- Given exercise -
Rescale the stretch from the start of the data through the line containing "116), (52, 117)]" and write out every line, not only the answers. Multiply each coordinate in the answers by 2.15, rounding to whole numbers with halves rounded up, keep all other numbers unchanged, and leave the pictures out.

***** Records for this task

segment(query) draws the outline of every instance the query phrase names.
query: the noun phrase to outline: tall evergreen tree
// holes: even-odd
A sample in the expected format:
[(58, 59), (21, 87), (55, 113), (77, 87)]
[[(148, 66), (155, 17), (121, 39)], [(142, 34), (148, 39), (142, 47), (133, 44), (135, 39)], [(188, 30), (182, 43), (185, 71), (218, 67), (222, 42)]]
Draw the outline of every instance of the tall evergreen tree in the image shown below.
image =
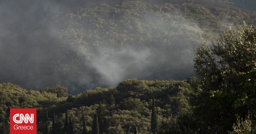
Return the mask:
[(69, 134), (69, 124), (68, 121), (68, 110), (66, 112), (65, 115), (65, 122), (64, 124), (64, 131), (67, 134)]
[(87, 134), (86, 131), (86, 123), (85, 122), (85, 120), (84, 120), (83, 122), (83, 133), (82, 134)]
[(47, 111), (47, 110), (46, 111), (46, 121), (48, 120), (48, 112)]
[(74, 134), (74, 130), (73, 129), (73, 124), (71, 120), (71, 117), (69, 117), (69, 130), (70, 134)]
[(52, 133), (56, 134), (57, 133), (58, 129), (56, 128), (56, 117), (55, 113), (53, 113), (53, 116), (52, 117)]
[[(107, 112), (107, 110), (104, 108), (104, 104), (102, 104), (101, 102), (100, 104), (97, 108), (97, 114), (98, 115), (104, 114)], [(104, 128), (104, 118), (99, 116), (98, 117), (99, 122), (99, 127), (100, 128), (100, 133), (103, 133)]]
[(115, 106), (116, 105), (116, 102), (115, 101), (115, 98), (114, 97), (113, 95), (111, 94), (110, 98), (109, 101), (110, 105), (110, 106)]
[(155, 133), (157, 132), (158, 126), (157, 123), (157, 119), (156, 113), (155, 110), (155, 98), (152, 100), (152, 113), (151, 114), (151, 131), (152, 132)]
[(99, 134), (100, 128), (99, 126), (99, 121), (98, 120), (97, 112), (95, 113), (92, 123), (92, 133), (93, 134)]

**********

- Solution below -
segment(query) draws the outline of every instance the query phrase names.
query: the noun phrase to outline: tall evergreen tree
// holes: even-odd
A sample in the expected format:
[(58, 59), (21, 87), (55, 113), (77, 87)]
[[(148, 66), (155, 17), (121, 39)], [(142, 34), (148, 39), (142, 47), (133, 44), (135, 39)], [(188, 30), (182, 43), (185, 71), (218, 67), (222, 42)]]
Draw the outline of every instance of the tall evergreen tree in the image shown below.
image =
Return the mask:
[(148, 288), (148, 267), (146, 260), (146, 237), (142, 241), (140, 247), (140, 262), (138, 267), (138, 282), (144, 288)]
[(187, 288), (185, 282), (185, 264), (183, 262), (183, 258), (181, 258), (178, 262), (178, 286), (176, 288)]
[(101, 239), (101, 237), (99, 239), (99, 260), (103, 258), (103, 241)]
[(159, 288), (159, 280), (157, 277), (157, 267), (153, 258), (153, 252), (148, 252), (148, 280), (151, 288)]
[(112, 286), (120, 288), (123, 286), (125, 277), (120, 275), (120, 252), (118, 243), (114, 243), (114, 249), (112, 252)]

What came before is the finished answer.